# [What you need to do]
Please recast the items, from the line containing "Mark the innermost point of each instance of the metal fence" through the end of the items, as a Markdown table with columns n and Line, numbering each row and leaving out blank lines.

>> start Exercise material

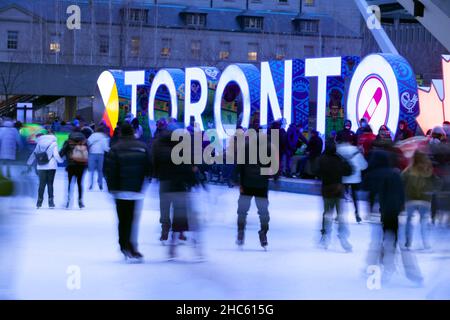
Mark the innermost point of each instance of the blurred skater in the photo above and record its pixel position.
(76, 152)
(98, 144)
(388, 185)
(126, 167)
(332, 168)
(175, 182)
(47, 158)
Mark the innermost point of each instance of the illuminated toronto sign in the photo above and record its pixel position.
(382, 89)
(435, 100)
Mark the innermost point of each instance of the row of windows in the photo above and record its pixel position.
(166, 45)
(253, 23)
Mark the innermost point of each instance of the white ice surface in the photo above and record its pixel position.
(46, 242)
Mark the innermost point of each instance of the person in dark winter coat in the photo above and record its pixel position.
(293, 135)
(387, 183)
(308, 164)
(346, 134)
(332, 168)
(363, 124)
(175, 182)
(419, 184)
(127, 165)
(46, 169)
(76, 152)
(277, 125)
(254, 184)
(403, 132)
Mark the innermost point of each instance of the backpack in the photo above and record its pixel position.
(80, 153)
(42, 157)
(6, 186)
(347, 167)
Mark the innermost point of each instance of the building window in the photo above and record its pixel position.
(309, 51)
(253, 23)
(308, 26)
(55, 46)
(196, 19)
(104, 45)
(337, 51)
(252, 52)
(135, 46)
(13, 40)
(138, 15)
(224, 53)
(280, 52)
(165, 48)
(196, 49)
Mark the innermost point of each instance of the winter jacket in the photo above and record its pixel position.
(98, 143)
(292, 138)
(75, 138)
(346, 135)
(175, 178)
(9, 141)
(314, 148)
(252, 181)
(46, 143)
(356, 159)
(385, 181)
(331, 169)
(418, 185)
(404, 134)
(365, 141)
(127, 165)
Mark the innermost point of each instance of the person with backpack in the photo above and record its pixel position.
(352, 182)
(127, 167)
(98, 144)
(47, 157)
(76, 152)
(332, 167)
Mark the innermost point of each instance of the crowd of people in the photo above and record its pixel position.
(348, 164)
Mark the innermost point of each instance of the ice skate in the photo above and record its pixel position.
(240, 238)
(164, 236)
(324, 243)
(263, 239)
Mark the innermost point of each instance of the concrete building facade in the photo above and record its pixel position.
(133, 34)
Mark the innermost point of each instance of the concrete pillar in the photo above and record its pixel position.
(70, 108)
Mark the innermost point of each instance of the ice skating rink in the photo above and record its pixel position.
(74, 254)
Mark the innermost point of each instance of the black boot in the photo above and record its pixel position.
(51, 203)
(164, 233)
(240, 238)
(182, 236)
(263, 238)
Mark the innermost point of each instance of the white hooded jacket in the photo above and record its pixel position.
(356, 160)
(46, 142)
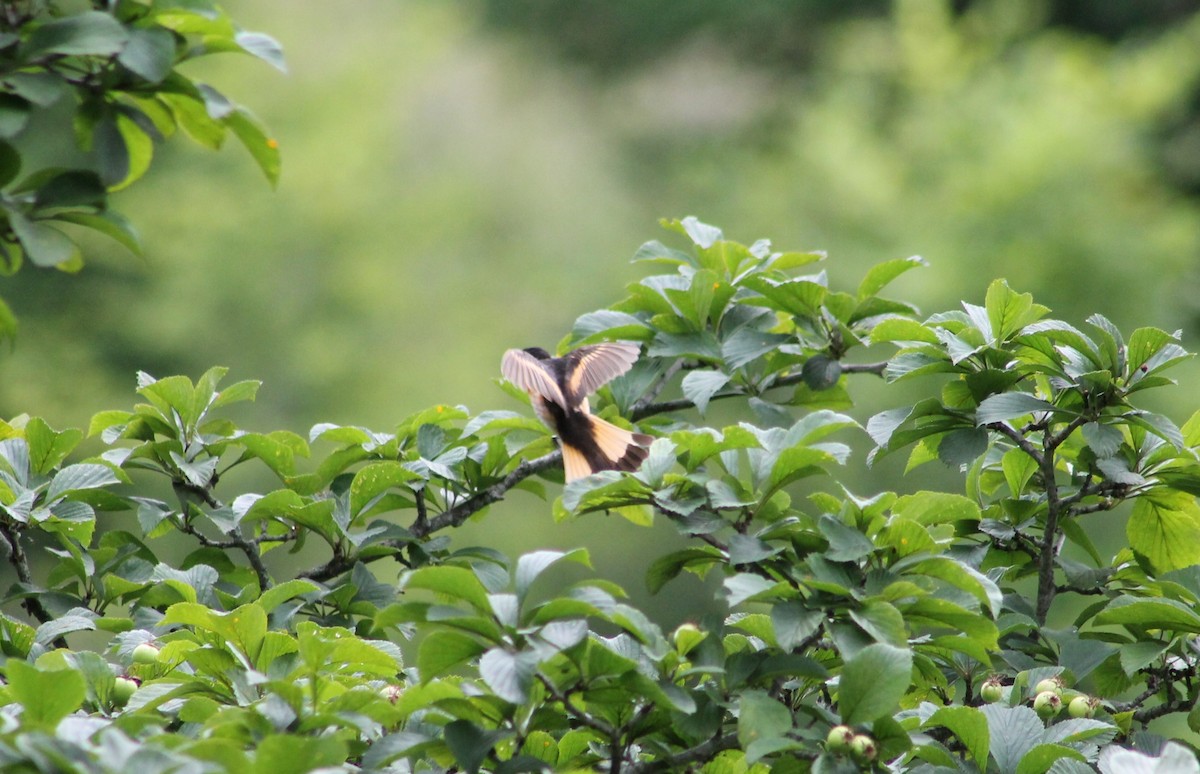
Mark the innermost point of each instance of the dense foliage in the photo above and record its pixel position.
(927, 631)
(112, 78)
(197, 595)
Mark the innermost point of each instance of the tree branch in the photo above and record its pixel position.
(21, 564)
(677, 762)
(641, 411)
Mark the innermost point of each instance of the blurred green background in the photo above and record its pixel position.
(461, 178)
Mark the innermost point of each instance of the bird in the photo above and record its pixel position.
(558, 389)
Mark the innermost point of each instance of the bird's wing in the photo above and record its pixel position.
(527, 372)
(591, 367)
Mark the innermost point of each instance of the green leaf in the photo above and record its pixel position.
(81, 477)
(963, 577)
(667, 567)
(376, 479)
(793, 623)
(533, 564)
(761, 717)
(276, 595)
(138, 151)
(13, 117)
(701, 234)
(48, 448)
(469, 744)
(46, 696)
(91, 33)
(970, 726)
(936, 508)
(509, 675)
(1164, 531)
(264, 149)
(109, 223)
(450, 581)
(701, 385)
(237, 393)
(1007, 406)
(873, 683)
(882, 622)
(1008, 311)
(293, 754)
(444, 651)
(880, 275)
(1150, 613)
(1043, 756)
(1013, 732)
(150, 53)
(45, 245)
(10, 163)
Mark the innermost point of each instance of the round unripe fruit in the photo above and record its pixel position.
(1081, 707)
(1051, 684)
(839, 738)
(993, 690)
(123, 689)
(1047, 705)
(863, 748)
(145, 653)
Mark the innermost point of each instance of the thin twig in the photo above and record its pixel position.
(703, 751)
(641, 411)
(21, 564)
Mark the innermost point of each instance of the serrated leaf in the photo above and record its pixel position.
(1150, 613)
(509, 675)
(970, 726)
(45, 245)
(263, 47)
(81, 477)
(451, 581)
(149, 53)
(533, 564)
(701, 385)
(1013, 732)
(873, 683)
(761, 717)
(91, 33)
(443, 651)
(263, 148)
(880, 275)
(1164, 531)
(999, 408)
(46, 696)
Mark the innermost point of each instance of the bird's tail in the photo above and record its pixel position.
(613, 449)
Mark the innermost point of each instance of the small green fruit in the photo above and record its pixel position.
(688, 636)
(391, 693)
(863, 748)
(991, 690)
(145, 653)
(1049, 684)
(839, 738)
(1047, 705)
(1081, 707)
(123, 690)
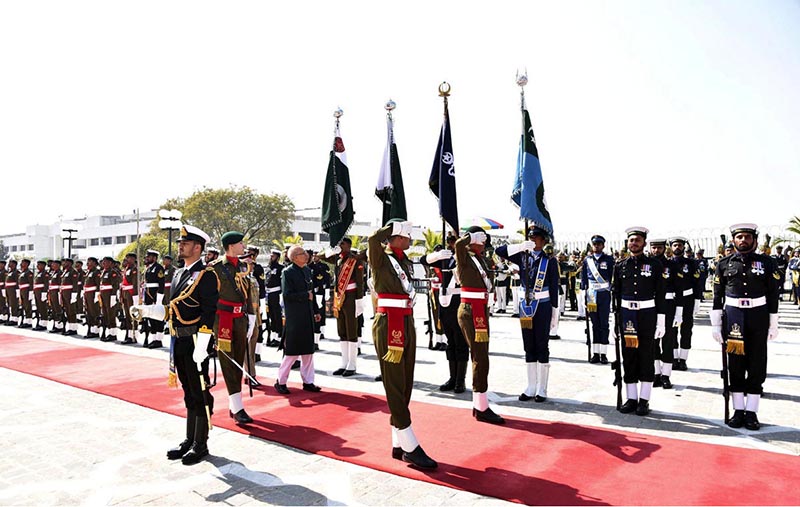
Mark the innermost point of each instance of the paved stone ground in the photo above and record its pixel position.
(66, 446)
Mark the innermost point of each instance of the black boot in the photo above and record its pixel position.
(451, 382)
(461, 374)
(183, 447)
(199, 449)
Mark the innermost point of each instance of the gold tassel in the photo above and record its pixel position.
(735, 347)
(393, 355)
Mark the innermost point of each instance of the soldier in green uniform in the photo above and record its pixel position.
(25, 294)
(40, 283)
(236, 318)
(91, 284)
(69, 295)
(394, 334)
(473, 315)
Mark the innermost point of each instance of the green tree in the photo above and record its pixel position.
(262, 218)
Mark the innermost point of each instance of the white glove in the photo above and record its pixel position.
(678, 320)
(201, 348)
(251, 325)
(772, 333)
(477, 238)
(661, 327)
(554, 320)
(155, 312)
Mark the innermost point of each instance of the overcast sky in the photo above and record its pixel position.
(671, 115)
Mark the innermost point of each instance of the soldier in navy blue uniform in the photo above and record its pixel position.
(687, 284)
(538, 307)
(596, 272)
(745, 315)
(190, 309)
(638, 292)
(449, 300)
(673, 302)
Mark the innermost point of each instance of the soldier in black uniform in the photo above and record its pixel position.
(153, 294)
(688, 276)
(192, 310)
(638, 291)
(273, 289)
(745, 315)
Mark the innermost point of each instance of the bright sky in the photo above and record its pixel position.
(669, 115)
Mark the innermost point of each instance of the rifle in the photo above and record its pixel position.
(617, 364)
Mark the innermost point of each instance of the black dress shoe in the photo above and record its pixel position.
(241, 417)
(419, 459)
(487, 416)
(195, 454)
(737, 421)
(180, 451)
(751, 421)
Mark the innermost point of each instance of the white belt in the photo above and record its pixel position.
(395, 303)
(746, 302)
(638, 305)
(473, 295)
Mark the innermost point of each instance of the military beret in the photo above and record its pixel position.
(637, 231)
(231, 238)
(192, 233)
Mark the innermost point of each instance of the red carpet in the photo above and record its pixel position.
(527, 461)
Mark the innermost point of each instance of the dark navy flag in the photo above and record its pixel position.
(442, 181)
(528, 193)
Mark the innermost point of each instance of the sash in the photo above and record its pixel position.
(630, 329)
(345, 273)
(734, 325)
(528, 305)
(395, 324)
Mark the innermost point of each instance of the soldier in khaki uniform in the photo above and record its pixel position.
(473, 315)
(40, 283)
(25, 293)
(54, 297)
(109, 285)
(231, 327)
(394, 334)
(69, 296)
(12, 280)
(129, 296)
(349, 289)
(91, 286)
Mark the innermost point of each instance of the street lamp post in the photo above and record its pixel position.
(170, 221)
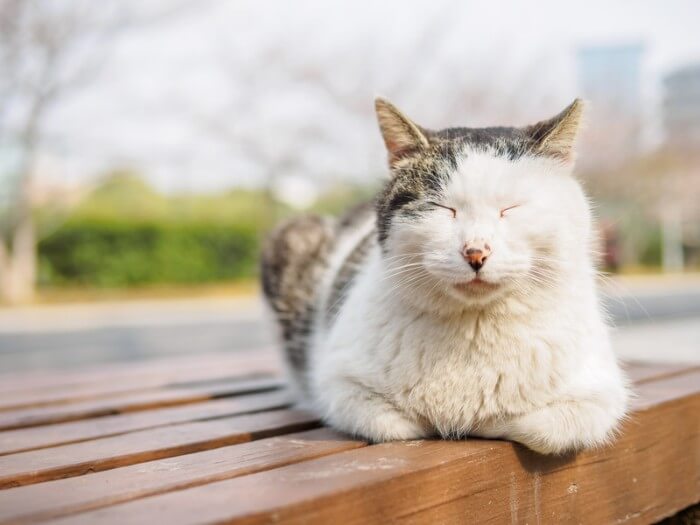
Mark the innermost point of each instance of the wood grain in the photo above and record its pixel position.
(101, 454)
(32, 438)
(68, 496)
(652, 471)
(119, 404)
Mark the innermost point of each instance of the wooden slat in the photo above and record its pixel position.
(46, 464)
(61, 388)
(118, 404)
(63, 433)
(68, 496)
(646, 372)
(652, 471)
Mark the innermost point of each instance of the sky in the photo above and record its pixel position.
(212, 97)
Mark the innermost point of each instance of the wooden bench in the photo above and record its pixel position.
(212, 439)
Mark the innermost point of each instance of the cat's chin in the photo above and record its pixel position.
(476, 286)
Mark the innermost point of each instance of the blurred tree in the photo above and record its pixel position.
(46, 52)
(49, 50)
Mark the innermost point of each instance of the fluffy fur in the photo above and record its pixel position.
(392, 334)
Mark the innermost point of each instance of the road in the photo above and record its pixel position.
(652, 324)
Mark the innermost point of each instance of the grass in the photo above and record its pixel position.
(247, 288)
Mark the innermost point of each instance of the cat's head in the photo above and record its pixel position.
(476, 214)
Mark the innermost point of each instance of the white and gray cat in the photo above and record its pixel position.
(462, 301)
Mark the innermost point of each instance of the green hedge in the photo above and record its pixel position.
(114, 253)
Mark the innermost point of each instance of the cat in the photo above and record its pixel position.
(462, 302)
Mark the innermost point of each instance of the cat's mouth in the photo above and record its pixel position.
(477, 285)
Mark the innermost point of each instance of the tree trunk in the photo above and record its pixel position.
(18, 264)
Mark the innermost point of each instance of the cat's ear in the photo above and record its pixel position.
(556, 136)
(401, 135)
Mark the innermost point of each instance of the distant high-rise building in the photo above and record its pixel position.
(609, 77)
(681, 107)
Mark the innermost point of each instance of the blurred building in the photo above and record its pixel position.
(681, 107)
(609, 76)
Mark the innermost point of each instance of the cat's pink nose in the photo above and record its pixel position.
(476, 254)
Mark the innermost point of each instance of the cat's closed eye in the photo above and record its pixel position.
(504, 210)
(454, 212)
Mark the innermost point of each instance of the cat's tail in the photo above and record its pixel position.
(294, 258)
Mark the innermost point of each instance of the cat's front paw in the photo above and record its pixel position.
(381, 426)
(392, 426)
(566, 427)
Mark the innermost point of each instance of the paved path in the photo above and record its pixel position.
(654, 323)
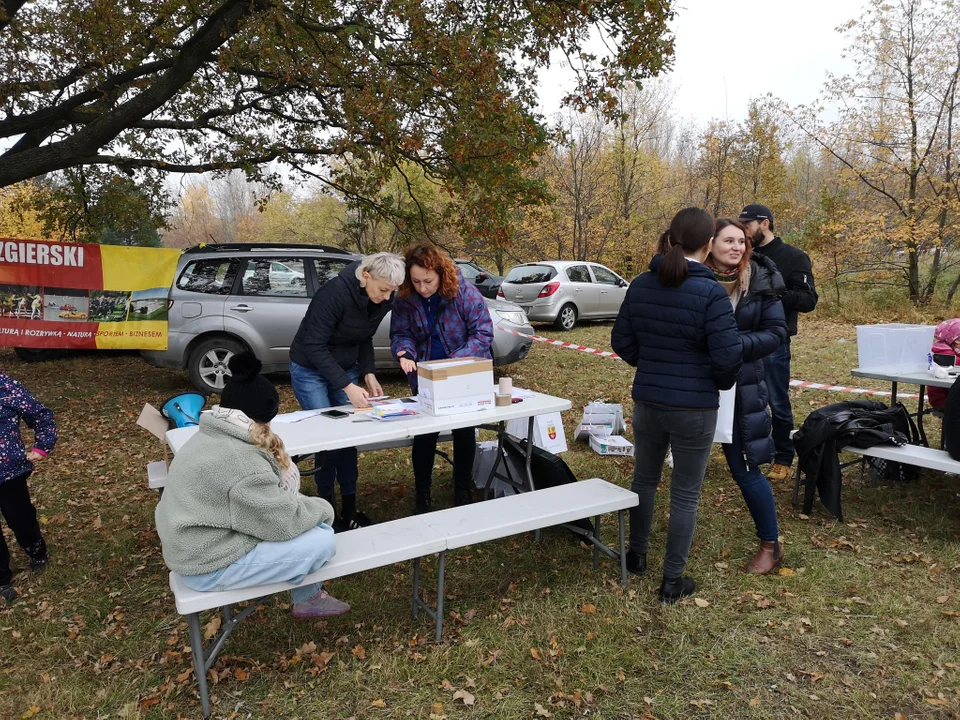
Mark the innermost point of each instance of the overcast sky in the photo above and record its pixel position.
(729, 51)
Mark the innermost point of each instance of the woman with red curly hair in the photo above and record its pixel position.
(439, 315)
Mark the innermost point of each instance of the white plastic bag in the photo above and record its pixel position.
(724, 432)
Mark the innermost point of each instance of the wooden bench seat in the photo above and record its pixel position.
(413, 538)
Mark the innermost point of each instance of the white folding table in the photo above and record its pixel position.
(319, 434)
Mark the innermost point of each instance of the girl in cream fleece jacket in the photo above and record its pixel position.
(231, 514)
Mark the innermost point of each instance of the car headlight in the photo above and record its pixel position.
(517, 317)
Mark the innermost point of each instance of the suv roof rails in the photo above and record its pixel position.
(235, 247)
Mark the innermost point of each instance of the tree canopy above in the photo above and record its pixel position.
(234, 84)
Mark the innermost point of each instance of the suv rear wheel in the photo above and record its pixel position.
(566, 318)
(208, 363)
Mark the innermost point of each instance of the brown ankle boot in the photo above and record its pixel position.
(767, 559)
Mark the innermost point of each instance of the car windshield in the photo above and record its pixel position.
(527, 274)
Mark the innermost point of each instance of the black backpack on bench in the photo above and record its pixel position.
(548, 470)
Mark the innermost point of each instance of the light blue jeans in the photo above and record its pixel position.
(270, 562)
(314, 393)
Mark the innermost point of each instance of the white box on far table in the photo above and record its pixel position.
(894, 347)
(449, 387)
(613, 445)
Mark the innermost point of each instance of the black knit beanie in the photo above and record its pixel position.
(249, 391)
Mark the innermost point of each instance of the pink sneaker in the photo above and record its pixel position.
(323, 604)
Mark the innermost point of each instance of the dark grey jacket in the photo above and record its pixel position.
(763, 329)
(337, 331)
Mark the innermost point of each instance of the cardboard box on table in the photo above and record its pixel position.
(153, 421)
(450, 387)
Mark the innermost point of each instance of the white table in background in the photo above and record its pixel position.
(923, 379)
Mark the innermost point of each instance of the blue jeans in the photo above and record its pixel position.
(776, 367)
(689, 433)
(270, 562)
(313, 392)
(754, 487)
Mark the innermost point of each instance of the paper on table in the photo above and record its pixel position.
(296, 416)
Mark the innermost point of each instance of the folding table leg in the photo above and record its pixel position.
(528, 464)
(623, 548)
(416, 586)
(923, 434)
(440, 591)
(199, 662)
(596, 546)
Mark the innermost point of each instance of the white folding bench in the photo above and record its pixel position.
(916, 455)
(362, 549)
(412, 538)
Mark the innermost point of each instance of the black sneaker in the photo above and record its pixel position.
(462, 496)
(636, 563)
(672, 589)
(422, 503)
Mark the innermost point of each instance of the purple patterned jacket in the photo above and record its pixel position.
(466, 329)
(17, 403)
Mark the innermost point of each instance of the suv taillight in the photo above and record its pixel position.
(549, 289)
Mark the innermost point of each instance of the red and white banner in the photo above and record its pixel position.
(793, 383)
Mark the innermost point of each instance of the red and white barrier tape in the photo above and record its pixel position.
(793, 383)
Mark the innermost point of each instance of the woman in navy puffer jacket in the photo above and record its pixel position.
(676, 326)
(754, 286)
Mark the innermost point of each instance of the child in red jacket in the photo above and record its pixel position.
(946, 341)
(16, 465)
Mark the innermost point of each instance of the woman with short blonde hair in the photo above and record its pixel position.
(333, 351)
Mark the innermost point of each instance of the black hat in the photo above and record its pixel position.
(249, 391)
(755, 212)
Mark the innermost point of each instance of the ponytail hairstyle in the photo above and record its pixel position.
(690, 230)
(264, 438)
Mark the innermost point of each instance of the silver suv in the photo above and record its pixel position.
(564, 291)
(227, 298)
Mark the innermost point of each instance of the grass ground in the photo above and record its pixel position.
(863, 622)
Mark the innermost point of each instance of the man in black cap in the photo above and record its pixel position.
(800, 296)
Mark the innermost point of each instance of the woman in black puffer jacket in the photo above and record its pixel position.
(754, 286)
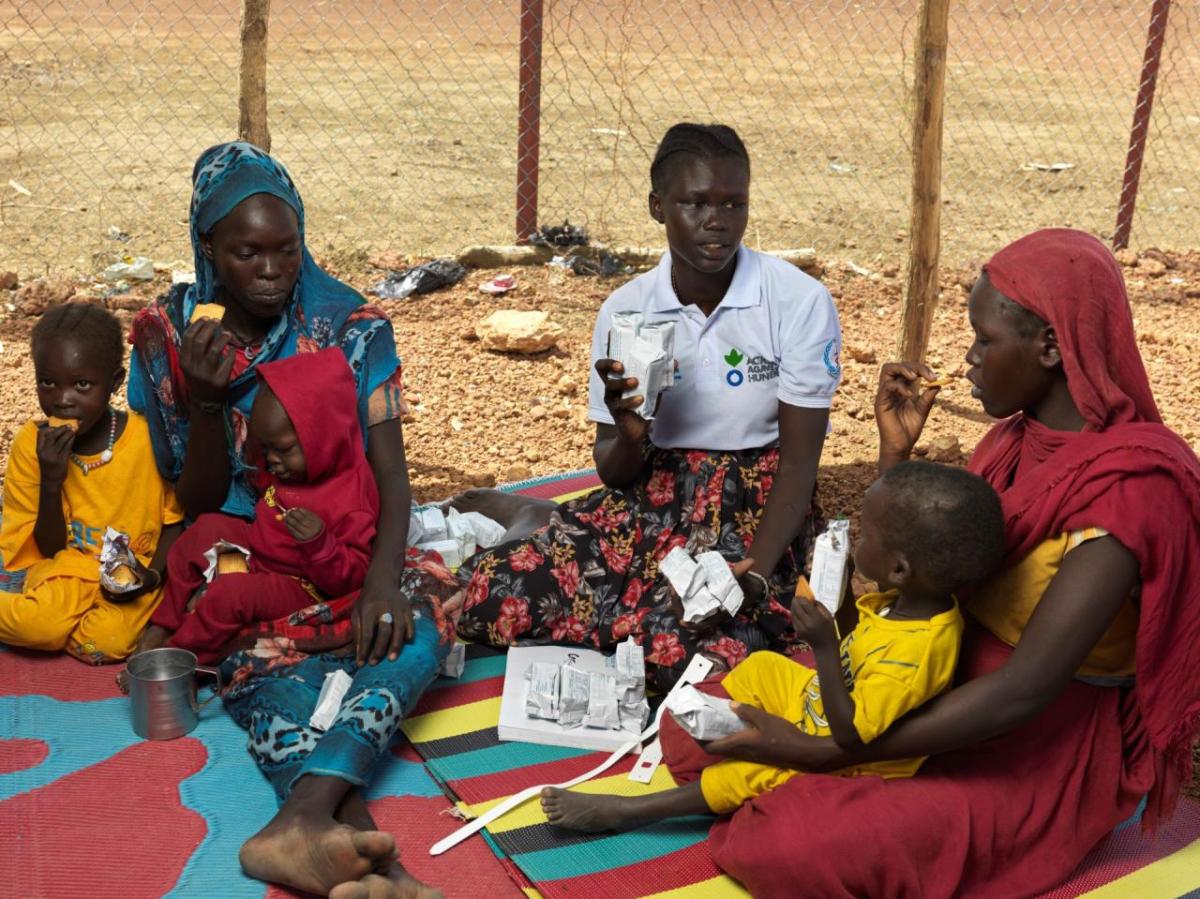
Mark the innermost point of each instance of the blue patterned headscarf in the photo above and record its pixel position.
(323, 312)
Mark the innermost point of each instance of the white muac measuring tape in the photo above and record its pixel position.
(696, 671)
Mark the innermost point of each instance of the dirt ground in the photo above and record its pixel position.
(399, 120)
(480, 418)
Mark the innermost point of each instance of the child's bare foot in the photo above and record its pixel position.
(153, 637)
(396, 883)
(315, 853)
(353, 810)
(586, 811)
(521, 515)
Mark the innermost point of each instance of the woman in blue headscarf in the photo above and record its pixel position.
(193, 377)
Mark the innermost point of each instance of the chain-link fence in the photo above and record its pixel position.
(399, 119)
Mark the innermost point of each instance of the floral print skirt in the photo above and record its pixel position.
(592, 575)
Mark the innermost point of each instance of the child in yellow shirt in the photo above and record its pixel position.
(927, 532)
(85, 469)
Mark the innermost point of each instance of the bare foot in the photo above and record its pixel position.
(315, 853)
(353, 810)
(153, 637)
(508, 509)
(396, 883)
(586, 811)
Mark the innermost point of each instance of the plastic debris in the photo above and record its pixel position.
(564, 234)
(419, 279)
(1048, 166)
(498, 285)
(139, 269)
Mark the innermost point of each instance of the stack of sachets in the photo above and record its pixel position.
(607, 700)
(705, 583)
(646, 349)
(454, 535)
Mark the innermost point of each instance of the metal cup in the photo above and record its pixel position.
(162, 693)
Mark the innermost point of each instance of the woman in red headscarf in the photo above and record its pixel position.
(1079, 691)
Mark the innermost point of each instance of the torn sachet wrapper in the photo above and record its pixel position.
(701, 715)
(213, 557)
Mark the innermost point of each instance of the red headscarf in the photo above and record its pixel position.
(1126, 473)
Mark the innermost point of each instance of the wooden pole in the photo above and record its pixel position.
(1141, 111)
(252, 77)
(528, 119)
(925, 219)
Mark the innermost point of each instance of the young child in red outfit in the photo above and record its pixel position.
(313, 522)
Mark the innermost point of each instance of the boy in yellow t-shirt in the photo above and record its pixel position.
(927, 531)
(85, 469)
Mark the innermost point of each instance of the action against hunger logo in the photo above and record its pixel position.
(733, 377)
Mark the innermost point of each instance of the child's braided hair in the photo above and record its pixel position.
(93, 325)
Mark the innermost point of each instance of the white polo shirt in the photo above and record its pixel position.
(773, 337)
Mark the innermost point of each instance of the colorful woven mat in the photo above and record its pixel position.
(89, 809)
(454, 729)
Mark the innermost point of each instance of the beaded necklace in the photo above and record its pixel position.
(107, 455)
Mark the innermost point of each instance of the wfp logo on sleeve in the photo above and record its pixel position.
(832, 357)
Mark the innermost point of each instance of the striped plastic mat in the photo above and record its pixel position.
(454, 730)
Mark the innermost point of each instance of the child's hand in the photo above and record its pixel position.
(303, 525)
(813, 622)
(148, 579)
(53, 453)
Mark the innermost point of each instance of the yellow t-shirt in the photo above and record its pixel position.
(127, 495)
(891, 666)
(1007, 603)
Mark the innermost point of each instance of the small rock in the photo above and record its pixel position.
(1151, 268)
(862, 354)
(519, 472)
(513, 331)
(39, 295)
(945, 449)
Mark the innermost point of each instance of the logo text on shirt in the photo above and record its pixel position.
(760, 367)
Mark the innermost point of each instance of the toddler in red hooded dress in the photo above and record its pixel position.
(313, 522)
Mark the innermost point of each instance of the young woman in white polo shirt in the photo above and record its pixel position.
(729, 462)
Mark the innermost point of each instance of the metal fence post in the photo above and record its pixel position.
(1141, 111)
(528, 118)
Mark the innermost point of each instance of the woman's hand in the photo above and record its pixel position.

>> end Exercise material

# [Full answer]
| n | Line |
|---|---|
| 1 | Mark the innermost point of each instance of the metal fence post in the photo above and record its pixel position. |
| 2 | (1141, 111) |
| 3 | (528, 118) |
| 4 | Mark the innermost point of each instance of the woman's hand in the photo above and record its pixel position. |